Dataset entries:
- - - -
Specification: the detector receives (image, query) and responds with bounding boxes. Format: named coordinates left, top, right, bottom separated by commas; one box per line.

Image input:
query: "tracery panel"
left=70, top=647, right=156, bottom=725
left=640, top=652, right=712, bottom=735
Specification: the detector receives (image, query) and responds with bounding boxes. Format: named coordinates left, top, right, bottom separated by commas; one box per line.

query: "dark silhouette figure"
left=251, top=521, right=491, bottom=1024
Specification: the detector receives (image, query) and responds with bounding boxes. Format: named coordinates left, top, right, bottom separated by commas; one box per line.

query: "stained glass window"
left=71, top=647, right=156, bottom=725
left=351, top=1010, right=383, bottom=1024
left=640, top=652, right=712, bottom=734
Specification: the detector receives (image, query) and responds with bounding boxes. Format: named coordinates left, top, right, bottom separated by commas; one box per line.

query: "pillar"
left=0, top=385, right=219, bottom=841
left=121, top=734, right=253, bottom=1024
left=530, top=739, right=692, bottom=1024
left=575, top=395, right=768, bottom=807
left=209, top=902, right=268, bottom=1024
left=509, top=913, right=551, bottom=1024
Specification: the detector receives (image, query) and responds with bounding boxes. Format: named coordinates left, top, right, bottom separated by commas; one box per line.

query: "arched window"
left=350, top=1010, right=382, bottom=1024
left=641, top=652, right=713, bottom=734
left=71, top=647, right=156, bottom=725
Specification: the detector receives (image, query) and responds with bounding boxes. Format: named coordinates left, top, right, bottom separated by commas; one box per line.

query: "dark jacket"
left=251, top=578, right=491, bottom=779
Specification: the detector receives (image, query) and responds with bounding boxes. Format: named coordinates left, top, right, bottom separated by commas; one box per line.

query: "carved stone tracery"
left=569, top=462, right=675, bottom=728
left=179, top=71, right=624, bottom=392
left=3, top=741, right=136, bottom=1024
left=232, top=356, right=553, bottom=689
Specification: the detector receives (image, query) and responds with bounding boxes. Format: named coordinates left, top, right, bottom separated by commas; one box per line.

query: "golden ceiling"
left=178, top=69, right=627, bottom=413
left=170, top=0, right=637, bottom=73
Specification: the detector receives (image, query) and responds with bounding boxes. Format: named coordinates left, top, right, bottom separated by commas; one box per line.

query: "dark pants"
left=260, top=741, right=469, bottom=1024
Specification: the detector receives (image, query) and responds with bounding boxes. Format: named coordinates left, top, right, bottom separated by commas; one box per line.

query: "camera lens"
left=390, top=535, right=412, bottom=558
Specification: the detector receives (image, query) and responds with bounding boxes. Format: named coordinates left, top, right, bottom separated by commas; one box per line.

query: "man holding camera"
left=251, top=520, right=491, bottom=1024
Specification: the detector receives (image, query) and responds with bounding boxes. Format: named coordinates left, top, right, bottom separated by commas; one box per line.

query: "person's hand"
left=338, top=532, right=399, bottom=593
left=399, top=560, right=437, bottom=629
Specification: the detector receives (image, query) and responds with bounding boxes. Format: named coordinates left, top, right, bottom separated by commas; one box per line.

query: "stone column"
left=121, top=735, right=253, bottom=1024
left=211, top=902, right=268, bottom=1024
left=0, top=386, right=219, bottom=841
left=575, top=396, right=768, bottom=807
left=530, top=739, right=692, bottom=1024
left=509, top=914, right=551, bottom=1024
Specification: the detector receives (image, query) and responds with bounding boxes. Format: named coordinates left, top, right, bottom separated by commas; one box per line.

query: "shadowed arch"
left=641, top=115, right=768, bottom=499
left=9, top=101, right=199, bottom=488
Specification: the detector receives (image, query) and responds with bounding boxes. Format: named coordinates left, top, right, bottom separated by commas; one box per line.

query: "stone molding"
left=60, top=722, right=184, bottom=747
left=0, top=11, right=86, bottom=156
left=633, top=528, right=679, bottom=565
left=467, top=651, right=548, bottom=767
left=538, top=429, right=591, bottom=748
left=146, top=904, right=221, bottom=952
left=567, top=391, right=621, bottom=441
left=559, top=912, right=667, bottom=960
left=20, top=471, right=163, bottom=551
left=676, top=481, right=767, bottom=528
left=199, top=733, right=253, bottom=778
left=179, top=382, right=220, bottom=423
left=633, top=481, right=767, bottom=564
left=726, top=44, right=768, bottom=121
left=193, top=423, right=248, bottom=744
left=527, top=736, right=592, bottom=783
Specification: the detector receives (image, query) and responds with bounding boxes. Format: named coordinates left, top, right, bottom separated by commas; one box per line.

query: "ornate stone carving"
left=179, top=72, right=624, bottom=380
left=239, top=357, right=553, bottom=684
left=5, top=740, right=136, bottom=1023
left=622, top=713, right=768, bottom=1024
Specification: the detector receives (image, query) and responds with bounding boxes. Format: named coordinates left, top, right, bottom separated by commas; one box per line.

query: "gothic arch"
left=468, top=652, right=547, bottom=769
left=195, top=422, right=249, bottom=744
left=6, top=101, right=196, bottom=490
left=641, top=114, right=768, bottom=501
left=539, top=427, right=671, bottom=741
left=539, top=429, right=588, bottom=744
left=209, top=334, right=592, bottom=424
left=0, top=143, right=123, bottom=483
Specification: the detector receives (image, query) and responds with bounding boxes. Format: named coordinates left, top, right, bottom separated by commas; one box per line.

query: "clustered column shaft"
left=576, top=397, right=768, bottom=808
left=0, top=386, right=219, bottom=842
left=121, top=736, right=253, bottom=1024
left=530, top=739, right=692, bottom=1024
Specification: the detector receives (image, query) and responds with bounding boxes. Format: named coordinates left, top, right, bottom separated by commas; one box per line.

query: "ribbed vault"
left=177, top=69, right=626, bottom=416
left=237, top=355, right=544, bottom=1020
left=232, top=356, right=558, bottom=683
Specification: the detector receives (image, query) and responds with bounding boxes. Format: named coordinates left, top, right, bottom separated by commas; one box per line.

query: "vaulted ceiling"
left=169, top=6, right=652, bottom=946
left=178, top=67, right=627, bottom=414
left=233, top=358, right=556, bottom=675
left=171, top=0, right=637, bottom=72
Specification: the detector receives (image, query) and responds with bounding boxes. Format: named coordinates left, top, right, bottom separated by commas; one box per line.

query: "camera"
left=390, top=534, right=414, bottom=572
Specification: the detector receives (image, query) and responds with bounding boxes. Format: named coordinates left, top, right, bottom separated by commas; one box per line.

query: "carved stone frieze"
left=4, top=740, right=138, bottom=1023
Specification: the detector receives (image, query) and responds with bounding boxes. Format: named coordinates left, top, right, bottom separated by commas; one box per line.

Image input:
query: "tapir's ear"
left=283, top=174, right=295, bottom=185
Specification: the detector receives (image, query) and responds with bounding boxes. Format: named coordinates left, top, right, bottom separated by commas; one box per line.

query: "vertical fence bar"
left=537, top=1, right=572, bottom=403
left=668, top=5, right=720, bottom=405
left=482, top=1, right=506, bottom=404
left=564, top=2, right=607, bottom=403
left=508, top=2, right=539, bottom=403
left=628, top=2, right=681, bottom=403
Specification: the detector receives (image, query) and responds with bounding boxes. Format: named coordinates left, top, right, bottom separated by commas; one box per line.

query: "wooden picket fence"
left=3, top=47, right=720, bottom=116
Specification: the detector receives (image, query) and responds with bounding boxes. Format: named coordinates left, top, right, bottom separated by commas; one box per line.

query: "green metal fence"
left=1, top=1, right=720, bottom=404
- - - -
Your task:
Reproduce every entry above so that each one matches its source exactly.

Task result:
Specification: the detector receives (image, query) and responds with bounding boxes. Format: named coordinates left, top, right, bottom separated by commas; one box per line.

Image input:
query: "tracery panel"
left=70, top=647, right=156, bottom=725
left=640, top=652, right=712, bottom=735
Specification: the detector receives (image, query) and responds with bounding boxes. Format: named coordinates left, top, right, bottom separated by commas; one box per line.

query: "dark silhouette figure"
left=251, top=521, right=491, bottom=1024
Specification: the detector receives (image, query) and responds with bounding boxes. Format: named coordinates left, top, right, bottom separated by commas; one box per line.

query: "stained glass window"
left=71, top=647, right=156, bottom=725
left=351, top=1010, right=383, bottom=1024
left=640, top=652, right=712, bottom=734
Specification: the detector receives (image, query) and responds with bounding boxes. Format: named coordinates left, top, right, bottom separated by commas; one box per line.

query: "pillar"
left=0, top=385, right=219, bottom=841
left=121, top=734, right=253, bottom=1024
left=530, top=739, right=692, bottom=1024
left=575, top=395, right=768, bottom=807
left=209, top=902, right=268, bottom=1024
left=509, top=913, right=551, bottom=1024
Specification: the detector receives (image, query) and responds with bounding boxes. Format: named coordinates left, top, right, bottom separated by commas; one box per line.

query: "arched window"
left=350, top=1010, right=382, bottom=1024
left=641, top=652, right=713, bottom=734
left=71, top=647, right=156, bottom=725
Specification: the detector receives (image, query) and responds with bounding boxes. Format: named coordinates left, top, right, bottom separated by commas; one box per line.

query: "dark jacket"
left=251, top=578, right=491, bottom=779
Specification: the detector receives (image, query) and responds with bounding boxes. Format: named coordinates left, top, right, bottom separated by commas; one box per line.

query: "carved stone tracery"
left=569, top=462, right=675, bottom=728
left=179, top=71, right=624, bottom=392
left=3, top=741, right=136, bottom=1024
left=232, top=356, right=553, bottom=689
Specification: the detector receives (image, query) and responds with bounding boxes. Format: named coordinates left, top, right, bottom separated by commas; one box per line.

query: "golden ceiling"
left=178, top=69, right=627, bottom=413
left=170, top=0, right=637, bottom=73
Specification: the detector receives (image, query) and responds with bounding boxes. Format: named coordinates left, top, right, bottom separated by commas; one box per line.

query: "dark pants"
left=260, top=741, right=469, bottom=1024
Specification: the detector receives (image, query) and responds with bounding boxes. Format: named coordinates left, top, right, bottom separated by commas; one box per line.

query: "camera lens"
left=390, top=535, right=412, bottom=558
Specification: the detector receives (image, query) and responds with bounding boxes. Format: named coordinates left, top, right, bottom separated by commas; one box per line.

query: "man holding camera"
left=251, top=520, right=491, bottom=1024
Specification: the detector receives (image, query) and responds with bounding boxes. Format: named coordinates left, top, right, bottom separated by commas; one box per line.

query: "person's hand"
left=338, top=532, right=399, bottom=593
left=399, top=560, right=437, bottom=629
Specification: the detector receives (image, query) and responds with bounding boxes. Format: named coordinates left, top, right, bottom separated by commas; one box per line.

query: "stone column"
left=121, top=735, right=253, bottom=1024
left=211, top=902, right=268, bottom=1024
left=0, top=386, right=219, bottom=841
left=575, top=396, right=768, bottom=807
left=530, top=739, right=692, bottom=1024
left=509, top=914, right=551, bottom=1024
Specification: the detector receives (image, query) and responds with bounding boxes. Format: named coordinates left, top, right, bottom separated by commas; one box per line.

query: "shadowed arch"
left=641, top=115, right=768, bottom=499
left=9, top=101, right=199, bottom=488
Specification: the detector receives (image, query) and responds with bounding boxes. Format: named coordinates left, top, right, bottom separated by commas; one box per line.

query: "stone molding"
left=60, top=722, right=184, bottom=747
left=0, top=11, right=86, bottom=156
left=633, top=528, right=679, bottom=565
left=467, top=651, right=548, bottom=767
left=538, top=429, right=591, bottom=748
left=146, top=904, right=221, bottom=952
left=567, top=391, right=621, bottom=441
left=559, top=912, right=667, bottom=960
left=20, top=471, right=163, bottom=551
left=676, top=481, right=767, bottom=528
left=199, top=733, right=253, bottom=778
left=179, top=382, right=220, bottom=423
left=633, top=481, right=767, bottom=564
left=726, top=44, right=768, bottom=121
left=193, top=423, right=248, bottom=744
left=527, top=736, right=592, bottom=783
Specification: the detector receives (image, query) and responds with bounding boxes. Format: named coordinates left, top, right, bottom separated by commas; one box per line.

query: "ornate stone carving"
left=179, top=72, right=624, bottom=380
left=239, top=357, right=553, bottom=684
left=5, top=740, right=136, bottom=1023
left=622, top=713, right=768, bottom=1024
Specification: the detector receives (image, query) and responds with bounding boxes. Format: named coordinates left, top, right, bottom separated by commas; one box per line.

query: "gothic arch"
left=468, top=652, right=547, bottom=769
left=195, top=422, right=249, bottom=744
left=6, top=101, right=196, bottom=490
left=641, top=114, right=768, bottom=501
left=539, top=427, right=671, bottom=741
left=539, top=429, right=588, bottom=744
left=209, top=334, right=592, bottom=424
left=0, top=143, right=123, bottom=483
Specification: the detector receives (image, query) and responds with bounding boxes. Format: named coordinates left, top, right, bottom separated by commas; one box per line.

query: "clustered column shaft"
left=576, top=397, right=768, bottom=808
left=0, top=386, right=219, bottom=842
left=121, top=736, right=253, bottom=1024
left=530, top=739, right=692, bottom=1024
Specification: the detector receives (image, query) and responds with bounding boxes. Format: named coordinates left, top, right, bottom separated by commas; one box per line.

query: "ribbed vault"
left=177, top=69, right=626, bottom=416
left=237, top=355, right=544, bottom=1020
left=232, top=356, right=558, bottom=683
Specification: the detector receives (image, query) and responds with bounding boxes. Format: named coordinates left, top, right, bottom separated by commas; one box per line.

query: "vaulted ceiling"
left=169, top=6, right=652, bottom=946
left=178, top=67, right=627, bottom=414
left=233, top=358, right=556, bottom=675
left=171, top=0, right=637, bottom=72
Specification: the detector receives (image, query) and responds with bounding boxes. Format: named coordinates left, top, right, bottom separated by commas; one box per line.

query: "camera"
left=390, top=534, right=414, bottom=572
Specification: the detector receives (image, query) and responds with bounding boxes. Format: named coordinates left, top, right, bottom separated by commas; one box per line.

query: "carved stone frieze"
left=4, top=740, right=138, bottom=1023
Specification: the detector receives (image, query) and responds with bounding boxes. Format: named coordinates left, top, right, bottom separated by commas; one box per line.

Image input:
query: "tapir's ear"
left=283, top=174, right=295, bottom=185
Specification: the detector receives (image, query) and responds with bounding boxes. Format: named coordinates left, top, right, bottom separated by commas; one box per line.

query: "vertical fence bar"
left=537, top=1, right=572, bottom=403
left=668, top=5, right=720, bottom=405
left=482, top=1, right=506, bottom=404
left=564, top=2, right=607, bottom=403
left=508, top=2, right=539, bottom=403
left=628, top=2, right=681, bottom=403
Specification: the detector receives (image, query) and responds with bounding boxes. Format: named coordinates left, top, right, bottom separated by commas; one box per line.

query: "wooden picket fence"
left=3, top=47, right=720, bottom=116
Specification: the detector receives (image, query) and responds with bounding boxes. Format: named coordinates left, top, right, bottom separated by commas; one box per line.

query: "green metal fence"
left=1, top=1, right=720, bottom=404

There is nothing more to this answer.